## Extrait du texte
########

Réponse émise le 12 avril 2011

Le ministre du travail, de l'emploi et de la santé a pris connaissance avec intérêt de la question relative à la situation d'un salarié protégé qui verrait son employeur mettre fin à la période probatoire dont il a fait l'objet en cours de contrat, à la suite d'un changement d'emploi. La position du juge judiciaire telle que dégagée par l'arrêt du 30 septembre 2010 (n° 08-43 862) auquel il est fait référence n'est qu'une nouvelle illustration de la prééminence de la protection dérogatoire du droit commun dont bénéficient les salariés protégés sur les règles applicables à tout salarié dépourvu d'une telle protection. Ainsi, et conformément au principe jurisprudentiel constant selon lequel aucune modification pas plus qu'aucun changement de ses conditions de travail ne peut être imposé à un salarié protégé, la cour de Cassation rappelle qu'il appartient à l'employeur qui met fin à la période probatoire du salarié et qui se heurte au refus de ce dernier de réintégrer ses fonctions antérieures, de saisir l'inspecteur du travail d'une demande d'autorisation de licenciement. La demande reposera nécessairement sur l'insuffisance professionnelle résultant de l'inadaptation du salarié à son nouveau poste. Il appartiendra donc à l'employeur de démontrer la réalité de cette inadaptation et à l'inspecteur du travail de vérifier que le salarié avait, le cas échéant, bénéficié de la formation. L'adaptation nécessaire à l'exercice de ses nouvelles missions et qu'il était investi d'objectifs matériellement réalistes et réalisables. L'employeur devra par ailleurs être en mesure de justifier préalablement une tentative de reclassement aux meilleures conditions du salarié protégé. Il pourra être considéré que la proposition de reclassement sur le poste antérieurement occupé constituait une proposition conforme à l'obligation de recherche qui lui incombe au regard de la jurisprudence du juge administratif (Conseil d'État, 7 décembre 2009, n° 315 588, M. Grece).

########

## Enregistrements
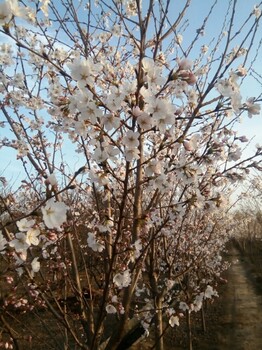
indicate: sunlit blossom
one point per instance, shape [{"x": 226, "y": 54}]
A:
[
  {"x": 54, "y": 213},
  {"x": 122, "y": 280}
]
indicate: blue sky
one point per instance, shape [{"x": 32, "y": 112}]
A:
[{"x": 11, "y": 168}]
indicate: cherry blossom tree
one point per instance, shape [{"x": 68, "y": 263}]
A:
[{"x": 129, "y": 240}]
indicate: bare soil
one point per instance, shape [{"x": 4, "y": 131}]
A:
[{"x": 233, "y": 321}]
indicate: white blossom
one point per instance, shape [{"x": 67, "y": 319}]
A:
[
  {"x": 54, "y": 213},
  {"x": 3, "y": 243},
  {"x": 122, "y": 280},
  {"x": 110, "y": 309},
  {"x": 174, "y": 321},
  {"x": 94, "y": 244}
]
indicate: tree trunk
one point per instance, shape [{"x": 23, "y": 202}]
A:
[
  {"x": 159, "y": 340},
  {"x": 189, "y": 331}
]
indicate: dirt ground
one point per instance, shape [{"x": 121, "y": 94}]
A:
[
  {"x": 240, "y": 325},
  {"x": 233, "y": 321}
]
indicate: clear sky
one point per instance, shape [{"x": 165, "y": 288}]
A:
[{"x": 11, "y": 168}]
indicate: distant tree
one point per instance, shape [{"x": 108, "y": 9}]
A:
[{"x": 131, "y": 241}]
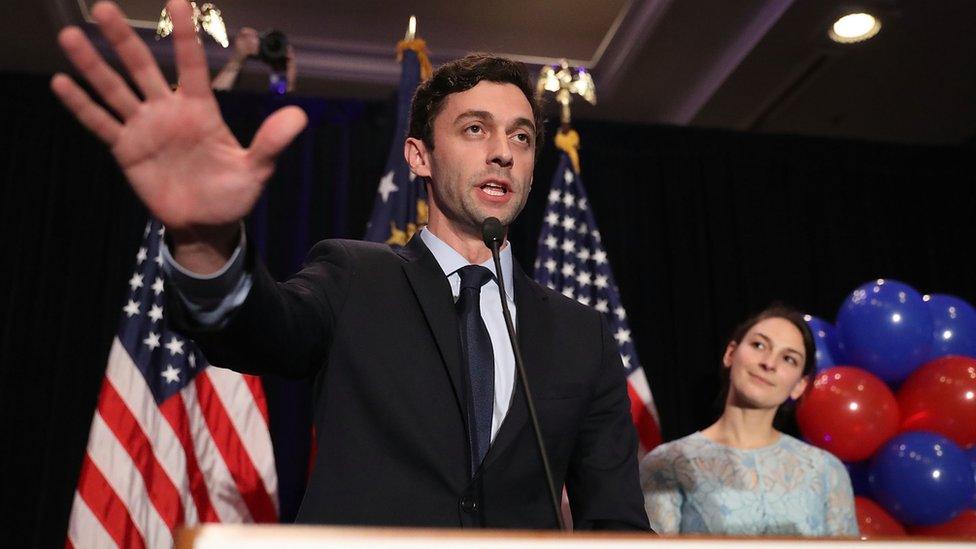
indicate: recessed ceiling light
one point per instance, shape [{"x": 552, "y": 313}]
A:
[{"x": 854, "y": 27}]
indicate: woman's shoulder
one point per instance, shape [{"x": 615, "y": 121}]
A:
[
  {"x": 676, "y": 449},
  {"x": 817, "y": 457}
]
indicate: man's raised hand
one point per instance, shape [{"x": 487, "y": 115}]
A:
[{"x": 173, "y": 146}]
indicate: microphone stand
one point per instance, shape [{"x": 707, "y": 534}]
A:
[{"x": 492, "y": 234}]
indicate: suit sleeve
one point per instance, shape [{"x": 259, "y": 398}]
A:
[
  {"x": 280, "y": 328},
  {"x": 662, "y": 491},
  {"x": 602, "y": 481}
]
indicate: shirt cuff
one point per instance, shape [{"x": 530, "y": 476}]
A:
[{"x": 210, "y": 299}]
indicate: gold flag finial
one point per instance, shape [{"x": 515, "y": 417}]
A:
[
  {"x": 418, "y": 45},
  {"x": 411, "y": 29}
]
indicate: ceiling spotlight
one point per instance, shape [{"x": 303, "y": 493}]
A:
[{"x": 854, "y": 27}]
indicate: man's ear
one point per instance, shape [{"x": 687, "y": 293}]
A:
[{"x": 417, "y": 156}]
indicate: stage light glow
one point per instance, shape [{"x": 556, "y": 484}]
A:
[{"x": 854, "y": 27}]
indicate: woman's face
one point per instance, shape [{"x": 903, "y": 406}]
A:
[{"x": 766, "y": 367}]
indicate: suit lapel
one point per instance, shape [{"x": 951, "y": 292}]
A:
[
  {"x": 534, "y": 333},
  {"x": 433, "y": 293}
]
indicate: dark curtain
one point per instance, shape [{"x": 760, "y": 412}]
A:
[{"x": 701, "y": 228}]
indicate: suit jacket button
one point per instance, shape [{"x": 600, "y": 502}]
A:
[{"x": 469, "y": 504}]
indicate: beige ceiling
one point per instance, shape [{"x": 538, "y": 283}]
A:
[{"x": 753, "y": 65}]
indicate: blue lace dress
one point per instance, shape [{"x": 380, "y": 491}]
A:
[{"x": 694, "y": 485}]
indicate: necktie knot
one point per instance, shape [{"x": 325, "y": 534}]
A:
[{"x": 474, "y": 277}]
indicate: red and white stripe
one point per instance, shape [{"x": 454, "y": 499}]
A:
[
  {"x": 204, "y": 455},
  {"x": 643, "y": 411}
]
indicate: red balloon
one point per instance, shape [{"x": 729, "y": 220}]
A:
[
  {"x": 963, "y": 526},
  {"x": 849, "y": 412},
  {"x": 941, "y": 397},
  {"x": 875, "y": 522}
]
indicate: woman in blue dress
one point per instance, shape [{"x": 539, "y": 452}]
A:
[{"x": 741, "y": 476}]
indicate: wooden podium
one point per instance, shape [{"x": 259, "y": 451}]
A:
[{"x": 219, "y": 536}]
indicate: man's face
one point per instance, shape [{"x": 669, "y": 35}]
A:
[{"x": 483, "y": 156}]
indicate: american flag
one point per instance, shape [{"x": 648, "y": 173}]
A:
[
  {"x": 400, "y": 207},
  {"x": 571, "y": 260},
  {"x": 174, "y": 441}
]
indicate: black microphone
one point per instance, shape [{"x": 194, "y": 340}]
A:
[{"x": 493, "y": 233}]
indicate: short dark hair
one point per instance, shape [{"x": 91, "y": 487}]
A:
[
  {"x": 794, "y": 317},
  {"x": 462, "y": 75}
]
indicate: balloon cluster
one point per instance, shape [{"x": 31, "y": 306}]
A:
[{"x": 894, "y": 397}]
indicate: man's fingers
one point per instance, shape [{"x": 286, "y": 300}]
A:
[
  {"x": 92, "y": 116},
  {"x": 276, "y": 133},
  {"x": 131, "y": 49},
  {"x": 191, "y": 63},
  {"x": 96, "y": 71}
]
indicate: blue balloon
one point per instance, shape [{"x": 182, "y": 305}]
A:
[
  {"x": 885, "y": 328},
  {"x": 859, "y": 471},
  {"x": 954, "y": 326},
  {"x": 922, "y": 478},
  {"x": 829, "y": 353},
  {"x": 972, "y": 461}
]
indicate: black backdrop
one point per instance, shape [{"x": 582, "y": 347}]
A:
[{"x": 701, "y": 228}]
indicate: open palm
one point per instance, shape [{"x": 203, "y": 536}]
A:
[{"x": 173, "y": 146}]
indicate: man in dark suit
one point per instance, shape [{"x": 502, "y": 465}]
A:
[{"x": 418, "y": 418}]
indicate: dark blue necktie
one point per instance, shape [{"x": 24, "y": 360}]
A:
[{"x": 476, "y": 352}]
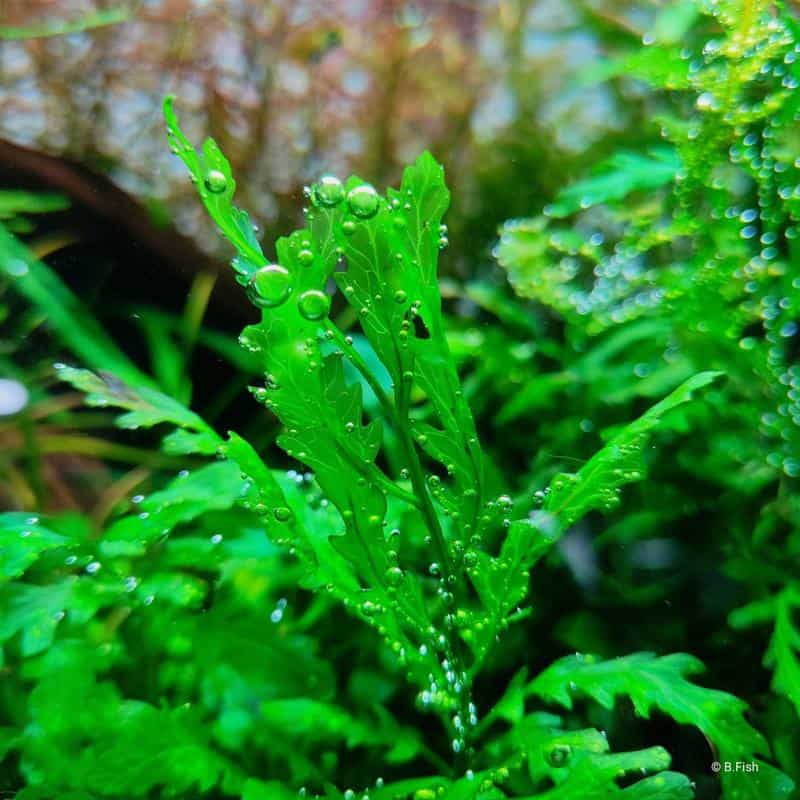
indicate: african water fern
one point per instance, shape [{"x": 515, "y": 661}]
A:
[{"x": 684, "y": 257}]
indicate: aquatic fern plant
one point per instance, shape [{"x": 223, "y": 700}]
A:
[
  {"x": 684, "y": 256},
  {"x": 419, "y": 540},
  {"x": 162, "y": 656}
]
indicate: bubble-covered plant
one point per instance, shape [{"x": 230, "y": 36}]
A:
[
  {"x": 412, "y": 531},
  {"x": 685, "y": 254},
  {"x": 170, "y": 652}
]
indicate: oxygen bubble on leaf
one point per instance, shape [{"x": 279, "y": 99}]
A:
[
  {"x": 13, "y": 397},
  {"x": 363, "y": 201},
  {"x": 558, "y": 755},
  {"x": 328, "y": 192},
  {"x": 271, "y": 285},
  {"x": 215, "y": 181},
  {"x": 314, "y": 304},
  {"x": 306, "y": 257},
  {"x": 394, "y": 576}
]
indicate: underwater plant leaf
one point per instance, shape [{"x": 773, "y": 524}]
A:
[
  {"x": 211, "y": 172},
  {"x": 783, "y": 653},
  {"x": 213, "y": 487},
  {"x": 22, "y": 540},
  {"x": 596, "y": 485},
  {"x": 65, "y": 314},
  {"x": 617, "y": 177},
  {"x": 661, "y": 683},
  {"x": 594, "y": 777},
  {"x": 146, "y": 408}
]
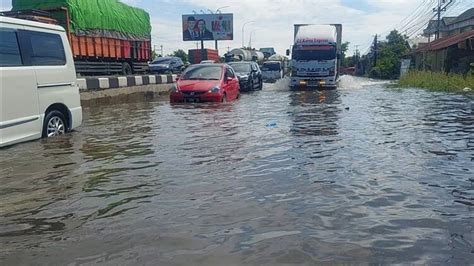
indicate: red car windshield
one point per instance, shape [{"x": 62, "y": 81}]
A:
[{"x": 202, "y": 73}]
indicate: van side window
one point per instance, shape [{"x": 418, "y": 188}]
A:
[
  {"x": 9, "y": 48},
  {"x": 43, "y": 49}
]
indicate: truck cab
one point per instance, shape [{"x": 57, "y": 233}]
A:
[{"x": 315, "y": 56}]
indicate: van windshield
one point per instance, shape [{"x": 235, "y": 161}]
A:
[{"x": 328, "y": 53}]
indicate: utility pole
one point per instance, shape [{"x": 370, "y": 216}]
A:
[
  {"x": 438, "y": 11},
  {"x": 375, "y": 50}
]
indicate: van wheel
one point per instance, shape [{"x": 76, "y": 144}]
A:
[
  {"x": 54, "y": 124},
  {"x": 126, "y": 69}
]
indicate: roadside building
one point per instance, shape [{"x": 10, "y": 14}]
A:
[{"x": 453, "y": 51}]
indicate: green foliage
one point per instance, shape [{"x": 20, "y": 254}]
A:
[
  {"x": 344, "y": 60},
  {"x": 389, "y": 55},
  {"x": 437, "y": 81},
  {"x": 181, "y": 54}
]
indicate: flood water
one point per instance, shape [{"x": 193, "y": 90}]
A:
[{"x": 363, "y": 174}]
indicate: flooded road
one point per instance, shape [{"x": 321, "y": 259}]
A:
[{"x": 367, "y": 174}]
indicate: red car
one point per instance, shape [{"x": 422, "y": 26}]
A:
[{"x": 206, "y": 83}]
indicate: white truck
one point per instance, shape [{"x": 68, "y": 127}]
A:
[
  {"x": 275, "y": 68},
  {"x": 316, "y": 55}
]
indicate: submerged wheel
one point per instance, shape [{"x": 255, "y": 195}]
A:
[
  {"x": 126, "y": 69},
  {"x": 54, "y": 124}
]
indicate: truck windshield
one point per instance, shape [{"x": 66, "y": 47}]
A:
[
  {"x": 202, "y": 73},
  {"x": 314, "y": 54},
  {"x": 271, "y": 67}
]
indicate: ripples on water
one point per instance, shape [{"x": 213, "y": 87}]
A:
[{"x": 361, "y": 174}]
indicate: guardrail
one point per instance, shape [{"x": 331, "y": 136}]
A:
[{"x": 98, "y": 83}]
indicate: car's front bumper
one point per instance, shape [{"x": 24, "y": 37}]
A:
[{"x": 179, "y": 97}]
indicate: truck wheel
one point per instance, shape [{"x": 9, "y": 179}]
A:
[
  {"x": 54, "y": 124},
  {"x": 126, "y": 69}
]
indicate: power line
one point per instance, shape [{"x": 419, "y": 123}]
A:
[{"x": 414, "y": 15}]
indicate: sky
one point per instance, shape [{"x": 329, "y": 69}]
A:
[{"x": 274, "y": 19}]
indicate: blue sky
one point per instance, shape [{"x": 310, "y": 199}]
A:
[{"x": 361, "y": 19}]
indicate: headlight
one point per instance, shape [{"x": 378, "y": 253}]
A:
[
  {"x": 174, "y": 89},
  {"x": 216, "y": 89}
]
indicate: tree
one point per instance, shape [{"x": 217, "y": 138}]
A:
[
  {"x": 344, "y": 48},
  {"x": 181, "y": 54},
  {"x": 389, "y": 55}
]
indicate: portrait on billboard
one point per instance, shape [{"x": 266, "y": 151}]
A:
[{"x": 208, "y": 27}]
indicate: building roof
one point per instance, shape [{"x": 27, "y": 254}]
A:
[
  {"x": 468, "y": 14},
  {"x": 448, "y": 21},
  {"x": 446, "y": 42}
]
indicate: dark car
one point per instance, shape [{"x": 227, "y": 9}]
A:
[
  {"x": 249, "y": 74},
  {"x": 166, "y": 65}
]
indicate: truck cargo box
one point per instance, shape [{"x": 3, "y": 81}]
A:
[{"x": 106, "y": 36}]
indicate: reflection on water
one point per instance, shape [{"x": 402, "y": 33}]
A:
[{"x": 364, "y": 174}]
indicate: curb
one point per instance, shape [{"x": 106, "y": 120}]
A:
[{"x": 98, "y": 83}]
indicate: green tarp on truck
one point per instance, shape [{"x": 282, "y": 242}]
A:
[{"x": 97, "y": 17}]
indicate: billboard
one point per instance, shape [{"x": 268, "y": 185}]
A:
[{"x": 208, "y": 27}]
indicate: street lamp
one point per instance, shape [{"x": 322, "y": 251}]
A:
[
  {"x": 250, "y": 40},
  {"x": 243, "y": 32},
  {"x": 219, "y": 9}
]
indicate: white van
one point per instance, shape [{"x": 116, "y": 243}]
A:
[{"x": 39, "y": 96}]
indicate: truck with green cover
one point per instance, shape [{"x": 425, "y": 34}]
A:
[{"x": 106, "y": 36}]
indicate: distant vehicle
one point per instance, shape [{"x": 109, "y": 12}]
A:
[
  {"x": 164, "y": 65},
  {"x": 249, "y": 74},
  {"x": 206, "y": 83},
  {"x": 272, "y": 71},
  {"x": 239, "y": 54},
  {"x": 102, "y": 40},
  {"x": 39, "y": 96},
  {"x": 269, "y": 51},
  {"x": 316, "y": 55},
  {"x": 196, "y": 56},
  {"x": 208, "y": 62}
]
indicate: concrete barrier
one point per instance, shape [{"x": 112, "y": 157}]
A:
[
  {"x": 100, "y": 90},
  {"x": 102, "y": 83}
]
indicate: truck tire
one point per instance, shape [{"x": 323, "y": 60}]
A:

########

## Série de consignes
1. Indiquez la date de l'arrêt de la Cour de cassation auquel se réfère la réponse ministérielle.
2. Expliquez, d'après la réponse ministérielle, pourquoi l'employeur doit saisir l'inspecteur du travail lorsque le salarié protégé refuse de retrouver ses fonctions antérieures.
3. Relevez toutes les dates mentionnées dans la réponse ministérielle.
Les enregistrements n'interviennent pas dans cet exercice.

## Corrigé
1. Le 30 septembre 2010.

2. Un principe jurisprudentiel constant interdit d'imposer à un salarié protégé une modification ou un changement de ses conditions de travail. L'employeur qui met fin à la période probatoire et se heurte au refus du salarié de réintégrer ses fonctions antérieures doit donc demander à l'inspecteur du travail l'autorisation de le licencier.

3.
- 12 avril 2011
- 30 septembre 2010
- 7 décembre 2009